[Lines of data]
-------
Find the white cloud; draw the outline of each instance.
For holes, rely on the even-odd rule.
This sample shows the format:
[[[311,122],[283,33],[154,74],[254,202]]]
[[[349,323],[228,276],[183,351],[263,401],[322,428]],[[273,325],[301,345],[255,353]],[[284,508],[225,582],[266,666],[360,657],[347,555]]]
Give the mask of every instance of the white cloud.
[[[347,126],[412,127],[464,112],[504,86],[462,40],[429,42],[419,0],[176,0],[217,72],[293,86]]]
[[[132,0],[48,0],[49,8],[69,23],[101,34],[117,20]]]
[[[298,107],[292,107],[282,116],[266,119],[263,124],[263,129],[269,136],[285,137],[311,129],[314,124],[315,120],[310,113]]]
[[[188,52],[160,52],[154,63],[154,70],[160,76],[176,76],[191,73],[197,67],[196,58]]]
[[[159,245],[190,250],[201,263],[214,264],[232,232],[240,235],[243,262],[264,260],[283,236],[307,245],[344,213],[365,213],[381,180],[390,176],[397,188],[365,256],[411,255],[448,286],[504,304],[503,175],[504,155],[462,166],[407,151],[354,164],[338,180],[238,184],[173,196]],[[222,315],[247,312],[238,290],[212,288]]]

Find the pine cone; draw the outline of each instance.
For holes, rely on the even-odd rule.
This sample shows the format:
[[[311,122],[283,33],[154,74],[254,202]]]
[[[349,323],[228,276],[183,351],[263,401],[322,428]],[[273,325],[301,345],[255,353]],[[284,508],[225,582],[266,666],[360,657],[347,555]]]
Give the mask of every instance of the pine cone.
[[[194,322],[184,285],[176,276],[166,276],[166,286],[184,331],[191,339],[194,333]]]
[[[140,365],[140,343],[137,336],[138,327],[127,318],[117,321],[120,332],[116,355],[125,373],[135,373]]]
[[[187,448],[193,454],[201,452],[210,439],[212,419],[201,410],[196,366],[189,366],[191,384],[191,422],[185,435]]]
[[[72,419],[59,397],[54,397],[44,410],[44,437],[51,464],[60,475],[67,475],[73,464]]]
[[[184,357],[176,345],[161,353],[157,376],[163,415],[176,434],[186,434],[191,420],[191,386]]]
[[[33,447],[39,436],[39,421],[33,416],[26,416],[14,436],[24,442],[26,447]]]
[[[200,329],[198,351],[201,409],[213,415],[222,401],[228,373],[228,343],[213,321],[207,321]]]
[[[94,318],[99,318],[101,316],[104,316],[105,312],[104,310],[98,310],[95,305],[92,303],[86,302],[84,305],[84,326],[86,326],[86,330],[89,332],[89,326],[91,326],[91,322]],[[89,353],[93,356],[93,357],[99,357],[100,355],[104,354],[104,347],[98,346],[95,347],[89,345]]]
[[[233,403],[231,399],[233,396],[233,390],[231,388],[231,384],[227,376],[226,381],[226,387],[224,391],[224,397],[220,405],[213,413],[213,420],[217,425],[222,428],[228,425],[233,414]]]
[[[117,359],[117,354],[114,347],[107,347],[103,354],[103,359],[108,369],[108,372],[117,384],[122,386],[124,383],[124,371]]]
-------
## [The request]
Scale the stretch from the first line through the line containing "[[[132,0],[48,0],[49,8],[69,23],[101,34],[117,20]]]", writing out every line in it. Multiply each polygon coordinate in the mask outlines by 1.5 and round to whole numbers, with halves rounding up; the coordinates after "This sample shows the format:" stay as they are.

## [Complete output]
Find the white cloud; draw the outline of each instance.
For holes, rely on the even-odd rule.
This sample shows the format:
[[[311,122],[283,33],[154,74],[254,202]]]
[[[349,323],[228,276],[183,351],[263,401],[322,428]],[[273,325],[301,345],[255,353]],[[284,508],[225,582],[266,666],[360,657],[347,555]]]
Give the mask of every instance of the white cloud.
[[[521,189],[618,191],[696,168],[756,129],[693,60],[644,63],[629,0],[264,0],[326,108],[440,129]]]
[[[198,0],[72,0],[74,12],[104,35],[152,51],[176,30]]]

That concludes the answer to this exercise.